◆ WHAT YOU NEED TO DO ◆
In the records below, find the line containing "the black background."; give it again exactly, along with every line that follows, and nothing else.

◆ INPUT MATERIAL ◆
#####
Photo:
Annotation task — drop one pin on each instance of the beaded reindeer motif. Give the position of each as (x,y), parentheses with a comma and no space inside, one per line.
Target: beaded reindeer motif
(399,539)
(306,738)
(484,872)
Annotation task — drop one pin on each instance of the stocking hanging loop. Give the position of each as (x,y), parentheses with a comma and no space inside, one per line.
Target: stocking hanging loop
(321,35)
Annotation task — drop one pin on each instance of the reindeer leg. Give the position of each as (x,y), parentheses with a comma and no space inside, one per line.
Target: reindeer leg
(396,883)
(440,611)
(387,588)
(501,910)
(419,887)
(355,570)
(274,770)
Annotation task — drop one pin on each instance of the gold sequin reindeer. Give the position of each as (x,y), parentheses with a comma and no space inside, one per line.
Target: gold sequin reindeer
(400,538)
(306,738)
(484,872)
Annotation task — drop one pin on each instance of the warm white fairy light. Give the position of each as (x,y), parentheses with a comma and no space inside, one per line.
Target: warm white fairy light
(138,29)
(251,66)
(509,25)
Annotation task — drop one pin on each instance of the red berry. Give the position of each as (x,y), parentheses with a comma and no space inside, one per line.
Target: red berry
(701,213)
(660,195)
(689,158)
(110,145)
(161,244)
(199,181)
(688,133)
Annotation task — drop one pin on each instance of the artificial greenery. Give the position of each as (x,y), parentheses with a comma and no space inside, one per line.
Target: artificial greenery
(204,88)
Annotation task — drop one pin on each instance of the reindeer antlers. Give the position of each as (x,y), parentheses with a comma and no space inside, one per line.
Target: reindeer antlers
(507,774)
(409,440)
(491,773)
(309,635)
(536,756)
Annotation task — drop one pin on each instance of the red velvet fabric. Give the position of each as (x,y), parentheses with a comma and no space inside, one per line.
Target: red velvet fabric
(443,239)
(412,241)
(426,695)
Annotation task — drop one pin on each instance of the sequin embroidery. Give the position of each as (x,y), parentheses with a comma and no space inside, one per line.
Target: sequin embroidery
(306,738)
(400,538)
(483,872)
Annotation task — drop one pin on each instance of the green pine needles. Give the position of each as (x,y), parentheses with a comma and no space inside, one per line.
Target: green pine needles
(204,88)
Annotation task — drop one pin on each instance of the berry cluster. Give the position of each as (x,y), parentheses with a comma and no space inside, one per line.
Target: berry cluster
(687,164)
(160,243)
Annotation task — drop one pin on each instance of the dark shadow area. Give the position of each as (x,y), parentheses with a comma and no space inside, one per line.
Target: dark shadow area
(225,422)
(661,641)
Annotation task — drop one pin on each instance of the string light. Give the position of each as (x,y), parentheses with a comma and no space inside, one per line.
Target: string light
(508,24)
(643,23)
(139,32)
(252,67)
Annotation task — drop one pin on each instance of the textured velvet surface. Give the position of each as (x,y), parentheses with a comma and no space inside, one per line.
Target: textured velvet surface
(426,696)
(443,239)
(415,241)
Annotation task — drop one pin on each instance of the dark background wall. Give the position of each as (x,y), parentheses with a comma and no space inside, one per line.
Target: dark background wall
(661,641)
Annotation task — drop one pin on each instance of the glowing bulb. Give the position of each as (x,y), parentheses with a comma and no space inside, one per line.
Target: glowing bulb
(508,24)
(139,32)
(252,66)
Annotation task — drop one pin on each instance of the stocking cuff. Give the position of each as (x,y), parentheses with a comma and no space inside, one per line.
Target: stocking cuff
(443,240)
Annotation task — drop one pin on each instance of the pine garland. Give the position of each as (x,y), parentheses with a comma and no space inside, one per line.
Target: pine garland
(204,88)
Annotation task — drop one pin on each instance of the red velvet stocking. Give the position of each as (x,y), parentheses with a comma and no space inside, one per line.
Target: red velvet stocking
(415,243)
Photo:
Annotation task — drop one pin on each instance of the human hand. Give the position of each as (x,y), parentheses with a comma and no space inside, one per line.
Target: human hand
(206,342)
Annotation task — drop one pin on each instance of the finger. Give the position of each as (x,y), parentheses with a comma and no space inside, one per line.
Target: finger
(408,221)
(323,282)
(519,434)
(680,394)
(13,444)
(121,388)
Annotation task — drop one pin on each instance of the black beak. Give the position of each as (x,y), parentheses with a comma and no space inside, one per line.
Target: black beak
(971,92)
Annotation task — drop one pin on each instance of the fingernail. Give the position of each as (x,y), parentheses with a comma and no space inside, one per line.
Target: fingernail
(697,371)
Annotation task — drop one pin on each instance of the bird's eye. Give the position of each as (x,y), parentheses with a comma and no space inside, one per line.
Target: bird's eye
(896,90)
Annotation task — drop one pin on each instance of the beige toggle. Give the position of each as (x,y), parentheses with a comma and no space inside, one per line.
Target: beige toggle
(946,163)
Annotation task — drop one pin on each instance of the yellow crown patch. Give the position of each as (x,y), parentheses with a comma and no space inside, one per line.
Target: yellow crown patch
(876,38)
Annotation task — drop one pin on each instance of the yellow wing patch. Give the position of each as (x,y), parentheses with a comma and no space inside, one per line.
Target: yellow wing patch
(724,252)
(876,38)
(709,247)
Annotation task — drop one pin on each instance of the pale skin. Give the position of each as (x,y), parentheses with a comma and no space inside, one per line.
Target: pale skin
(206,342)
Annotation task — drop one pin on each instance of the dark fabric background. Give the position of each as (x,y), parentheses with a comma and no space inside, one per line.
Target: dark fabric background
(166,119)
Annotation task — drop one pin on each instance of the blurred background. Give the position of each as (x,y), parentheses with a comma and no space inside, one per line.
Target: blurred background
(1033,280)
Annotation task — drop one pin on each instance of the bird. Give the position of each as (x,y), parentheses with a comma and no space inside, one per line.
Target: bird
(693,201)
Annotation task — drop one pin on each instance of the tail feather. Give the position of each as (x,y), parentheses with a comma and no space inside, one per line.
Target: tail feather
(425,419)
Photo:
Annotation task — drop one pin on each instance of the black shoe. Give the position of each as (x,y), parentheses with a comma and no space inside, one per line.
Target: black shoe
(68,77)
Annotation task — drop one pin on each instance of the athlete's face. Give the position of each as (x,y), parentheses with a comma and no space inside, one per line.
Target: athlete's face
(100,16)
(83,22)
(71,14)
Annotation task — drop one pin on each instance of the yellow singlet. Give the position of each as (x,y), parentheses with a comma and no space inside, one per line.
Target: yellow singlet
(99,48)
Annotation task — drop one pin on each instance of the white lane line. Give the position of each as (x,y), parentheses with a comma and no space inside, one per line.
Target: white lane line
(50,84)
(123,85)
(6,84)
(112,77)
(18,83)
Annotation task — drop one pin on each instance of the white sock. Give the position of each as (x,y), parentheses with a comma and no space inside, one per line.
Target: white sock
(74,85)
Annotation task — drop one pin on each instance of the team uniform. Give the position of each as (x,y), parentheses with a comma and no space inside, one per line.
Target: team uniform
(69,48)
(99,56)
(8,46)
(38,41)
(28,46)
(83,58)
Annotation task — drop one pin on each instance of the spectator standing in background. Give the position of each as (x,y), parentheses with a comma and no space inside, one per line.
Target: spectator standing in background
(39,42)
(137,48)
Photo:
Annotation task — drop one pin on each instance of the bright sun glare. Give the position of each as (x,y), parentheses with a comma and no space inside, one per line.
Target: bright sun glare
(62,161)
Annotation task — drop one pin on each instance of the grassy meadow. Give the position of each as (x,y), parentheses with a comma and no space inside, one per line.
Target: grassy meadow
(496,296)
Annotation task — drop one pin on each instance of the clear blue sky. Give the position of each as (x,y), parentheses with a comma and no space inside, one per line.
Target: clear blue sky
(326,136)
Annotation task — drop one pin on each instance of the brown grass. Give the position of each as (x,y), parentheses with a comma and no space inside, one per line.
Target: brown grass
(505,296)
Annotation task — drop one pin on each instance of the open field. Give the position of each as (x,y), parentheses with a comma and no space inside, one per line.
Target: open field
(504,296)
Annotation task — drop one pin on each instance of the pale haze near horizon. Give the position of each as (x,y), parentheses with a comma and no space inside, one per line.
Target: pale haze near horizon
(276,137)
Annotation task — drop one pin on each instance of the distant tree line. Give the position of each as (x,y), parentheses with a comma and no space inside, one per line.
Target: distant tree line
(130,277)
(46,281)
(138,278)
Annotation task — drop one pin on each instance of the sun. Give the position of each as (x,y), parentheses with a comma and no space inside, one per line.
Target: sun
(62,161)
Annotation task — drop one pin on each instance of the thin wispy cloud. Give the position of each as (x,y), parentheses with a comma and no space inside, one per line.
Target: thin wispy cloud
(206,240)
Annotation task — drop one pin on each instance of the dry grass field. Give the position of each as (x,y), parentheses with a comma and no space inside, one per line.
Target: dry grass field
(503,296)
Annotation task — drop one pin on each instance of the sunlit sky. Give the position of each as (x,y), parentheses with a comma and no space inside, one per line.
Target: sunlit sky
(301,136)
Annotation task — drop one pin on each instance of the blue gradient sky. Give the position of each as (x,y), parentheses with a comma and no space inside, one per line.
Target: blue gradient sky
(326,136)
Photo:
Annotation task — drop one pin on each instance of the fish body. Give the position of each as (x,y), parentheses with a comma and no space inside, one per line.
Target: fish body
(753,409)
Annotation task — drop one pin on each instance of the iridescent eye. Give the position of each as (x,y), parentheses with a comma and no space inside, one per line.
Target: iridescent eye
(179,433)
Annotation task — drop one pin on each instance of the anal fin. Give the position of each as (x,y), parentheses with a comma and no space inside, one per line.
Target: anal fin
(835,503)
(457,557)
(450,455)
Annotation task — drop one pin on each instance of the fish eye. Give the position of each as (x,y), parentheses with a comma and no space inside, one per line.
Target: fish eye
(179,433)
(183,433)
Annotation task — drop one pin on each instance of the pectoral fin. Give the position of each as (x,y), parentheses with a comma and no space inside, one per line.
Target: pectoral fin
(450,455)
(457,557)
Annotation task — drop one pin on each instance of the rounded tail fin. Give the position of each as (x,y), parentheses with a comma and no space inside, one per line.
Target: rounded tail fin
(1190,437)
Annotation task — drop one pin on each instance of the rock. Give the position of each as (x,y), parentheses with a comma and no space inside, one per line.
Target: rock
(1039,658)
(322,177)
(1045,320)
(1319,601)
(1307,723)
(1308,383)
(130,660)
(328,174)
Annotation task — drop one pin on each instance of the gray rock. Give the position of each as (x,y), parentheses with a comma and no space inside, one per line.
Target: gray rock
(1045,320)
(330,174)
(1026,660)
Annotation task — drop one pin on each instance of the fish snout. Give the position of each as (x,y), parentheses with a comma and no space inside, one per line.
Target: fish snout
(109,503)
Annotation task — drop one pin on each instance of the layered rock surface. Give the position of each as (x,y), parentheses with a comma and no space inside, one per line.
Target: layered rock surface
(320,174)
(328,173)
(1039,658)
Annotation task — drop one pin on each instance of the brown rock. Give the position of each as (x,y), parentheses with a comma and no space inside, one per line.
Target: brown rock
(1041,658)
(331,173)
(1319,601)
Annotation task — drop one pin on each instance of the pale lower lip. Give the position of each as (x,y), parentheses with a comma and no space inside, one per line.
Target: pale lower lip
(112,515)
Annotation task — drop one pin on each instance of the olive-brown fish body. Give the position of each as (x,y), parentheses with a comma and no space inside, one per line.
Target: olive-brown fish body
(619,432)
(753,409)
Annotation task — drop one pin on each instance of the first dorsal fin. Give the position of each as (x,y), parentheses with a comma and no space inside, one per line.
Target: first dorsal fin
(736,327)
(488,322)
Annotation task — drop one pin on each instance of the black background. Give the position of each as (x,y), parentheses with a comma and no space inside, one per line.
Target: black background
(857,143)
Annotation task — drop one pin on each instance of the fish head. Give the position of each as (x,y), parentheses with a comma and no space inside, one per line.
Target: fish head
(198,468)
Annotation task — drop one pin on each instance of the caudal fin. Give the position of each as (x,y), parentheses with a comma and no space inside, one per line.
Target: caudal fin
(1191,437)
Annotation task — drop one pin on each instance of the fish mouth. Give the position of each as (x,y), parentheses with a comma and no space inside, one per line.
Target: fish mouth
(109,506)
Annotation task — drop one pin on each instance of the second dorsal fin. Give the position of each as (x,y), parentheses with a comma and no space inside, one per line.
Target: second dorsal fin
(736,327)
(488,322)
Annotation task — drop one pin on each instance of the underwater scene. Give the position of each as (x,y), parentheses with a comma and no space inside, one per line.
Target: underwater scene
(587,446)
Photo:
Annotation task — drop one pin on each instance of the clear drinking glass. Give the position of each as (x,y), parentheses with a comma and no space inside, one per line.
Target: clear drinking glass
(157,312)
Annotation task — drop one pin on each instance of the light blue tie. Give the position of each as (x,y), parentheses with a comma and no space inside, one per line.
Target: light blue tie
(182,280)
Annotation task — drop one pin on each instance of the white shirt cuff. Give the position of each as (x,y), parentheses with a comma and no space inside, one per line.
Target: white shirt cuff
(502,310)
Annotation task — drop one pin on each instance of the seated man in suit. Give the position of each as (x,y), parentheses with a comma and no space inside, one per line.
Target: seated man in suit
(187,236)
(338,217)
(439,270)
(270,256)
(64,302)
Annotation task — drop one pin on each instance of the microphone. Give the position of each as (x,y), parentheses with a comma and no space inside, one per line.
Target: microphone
#####
◆ SOLUTION FOR THIS TASK ◆
Annotation task — drop one pin on each instance of the black background. Give the position of each as (x,y), parentheses with a comma and no space inside, one per line.
Target: black background
(857,143)
Annotation task — drop one pin on each instance of the fish head. Give the position of each as (x,y), parentheses with a comma and no space inside, one per line.
Target: fish head
(198,468)
Annotation task — drop one pin on each instance of the caudal fin. Give the position of each as (x,y), parentheses with a comma and no space inside, one per line.
Target: caudal fin
(1191,437)
Annotation task — drop one pin on each instance of the fish mouth. Give the position of each as (x,y), parentheses with a comma and no space inside, one per line.
Target: fish mouth
(109,506)
Annotation task — drop one pin on each instance of the second dorsal fin. Give the position of each as (x,y), parentheses with a comma and no space inside, one per line.
Target: second dorsal fin
(736,327)
(488,322)
Annotation task — drop one pin on each instance of the underwater scene. Give the position of each as (x,y), parentheses with a comma and no space inside, one per line.
Target: underwater scene
(587,446)
Photo:
Annotation task — drop one pin on each instance of the clear drinking glass. Give the position of each as (x,y), parentheses with a comma and no space inside, one per line.
Target: clear drinking glass
(157,312)
Annotation task — drop one pin on each instance of the light blue tie. Give the position of each as (x,y), parentheses with a comma and no space inside, one per line.
Target: light blue tie
(182,280)
Annotation task — drop one pin on each instance of the white shirt cuff. Give the position of each as (x,y), parentheses with a comma and no space inside, one per line.
Target: white shirt cuff
(502,310)
Annotation task — drop one pin on each instance of the seated man in suit. Give the position of each as (x,y), parentheses with a comma and no space inside, one per line.
Target: seated man in suit
(187,236)
(338,217)
(439,270)
(270,256)
(64,302)
Annotation task — drop one pin on each instance of the microphone. Give the position of each as (x,y), parentheses with a comma and no space inside, one per line.
Target: microphone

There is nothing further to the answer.